Word for word, repeat the lines of the records from the one containing "shaped like (67,416)." through the last line, both included.

PROVIDED RECORDS >>
◇ ◇ ◇ ◇ ◇

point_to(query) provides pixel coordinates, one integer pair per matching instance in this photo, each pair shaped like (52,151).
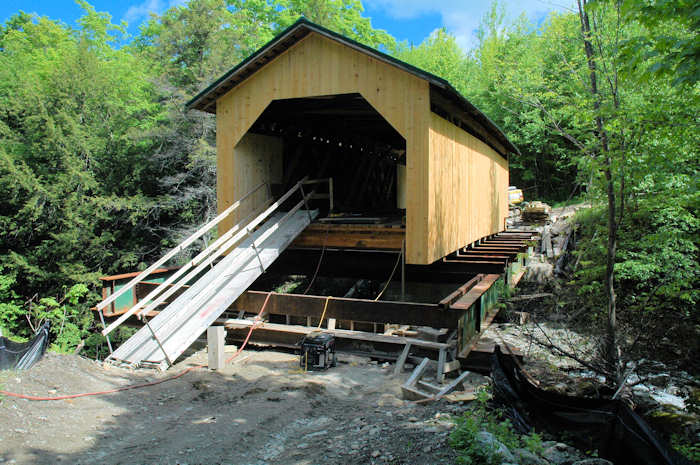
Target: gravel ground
(262,410)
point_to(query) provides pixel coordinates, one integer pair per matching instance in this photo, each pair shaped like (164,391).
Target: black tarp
(610,426)
(22,355)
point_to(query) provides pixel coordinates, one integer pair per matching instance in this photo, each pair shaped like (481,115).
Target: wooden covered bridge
(336,160)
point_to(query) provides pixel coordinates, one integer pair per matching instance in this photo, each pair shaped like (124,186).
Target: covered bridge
(403,147)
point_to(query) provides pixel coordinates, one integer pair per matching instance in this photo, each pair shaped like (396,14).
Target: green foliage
(657,277)
(667,44)
(101,168)
(690,449)
(481,418)
(70,320)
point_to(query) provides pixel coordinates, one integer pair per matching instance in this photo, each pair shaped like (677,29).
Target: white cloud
(462,17)
(140,12)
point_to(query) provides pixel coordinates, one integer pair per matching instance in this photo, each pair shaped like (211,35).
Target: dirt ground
(261,410)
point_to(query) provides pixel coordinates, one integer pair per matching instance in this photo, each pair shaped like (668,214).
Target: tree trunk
(610,349)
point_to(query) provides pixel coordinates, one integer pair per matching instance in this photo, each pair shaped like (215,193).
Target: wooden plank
(402,359)
(341,308)
(216,336)
(196,309)
(317,66)
(235,323)
(460,291)
(475,293)
(463,212)
(351,236)
(176,250)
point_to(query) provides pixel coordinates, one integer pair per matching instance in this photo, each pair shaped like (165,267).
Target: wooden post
(216,338)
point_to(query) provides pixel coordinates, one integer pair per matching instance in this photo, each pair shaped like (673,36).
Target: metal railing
(205,258)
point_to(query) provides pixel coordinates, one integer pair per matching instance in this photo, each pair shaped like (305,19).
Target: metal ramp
(253,246)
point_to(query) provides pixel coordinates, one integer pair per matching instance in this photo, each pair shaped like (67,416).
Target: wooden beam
(351,236)
(408,313)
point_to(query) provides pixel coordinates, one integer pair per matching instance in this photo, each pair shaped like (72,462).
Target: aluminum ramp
(164,338)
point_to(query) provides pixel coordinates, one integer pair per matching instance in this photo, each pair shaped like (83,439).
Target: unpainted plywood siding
(468,189)
(318,66)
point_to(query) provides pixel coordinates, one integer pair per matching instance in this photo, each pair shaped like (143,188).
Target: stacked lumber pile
(536,212)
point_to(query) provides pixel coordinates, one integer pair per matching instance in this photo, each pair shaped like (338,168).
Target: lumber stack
(536,212)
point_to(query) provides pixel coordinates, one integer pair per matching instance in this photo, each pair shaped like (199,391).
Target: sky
(409,20)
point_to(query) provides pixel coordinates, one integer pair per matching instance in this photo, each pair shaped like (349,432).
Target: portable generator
(317,351)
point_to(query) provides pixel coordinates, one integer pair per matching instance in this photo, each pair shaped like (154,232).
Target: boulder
(525,457)
(559,453)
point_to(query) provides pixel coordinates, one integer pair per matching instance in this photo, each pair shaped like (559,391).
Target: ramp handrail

◇ ◇ ◇ ◇ ◇

THE COMPLETED TASK >>
point_to(query) provides pixel coordinates, one integer pair per matching instance in this photo, each pair shaped like (67,416).
Target: wooden beam
(351,236)
(408,313)
point_to(query) provides pixel coordinates, one integer pair per matching instance in this photo, each pair shaped like (72,462).
Target: aluminum ramp
(164,338)
point_to(query) provides pixel coordinates, one integer pair per matching instance in this photo, each pair shaped like (83,439).
Target: unpainted plywood siding
(468,189)
(318,66)
point_to(query) provides pixel coordinates, one integer pair per matching instance in this photo, each pair shaped like (143,188).
Target: stacked lumber pile
(536,212)
point_to(query) provides pixel coordinates, one integer pair per matching instance in this photo, each pair shaped like (338,168).
Target: lumber stack
(536,212)
point_to(query) provides pixel coordinates, one integer pair per matching instance in this photo, each pair shaped like (199,391).
Target: sky
(409,20)
point_to(query) provides pixel coordinates, one integer pair per matching instance in this photo, each pair shaped like (349,432).
Target: portable generator
(317,351)
point_to(query) provides pixel coordinates, one integer pair per matching instance in this photo, each pair shaped like (154,232).
Target: boulder
(525,457)
(559,453)
point_to(query) provides pixel coordinates, one integer pair per matching instance in this photo, each pair shaped like (559,391).
Target: ramp handrail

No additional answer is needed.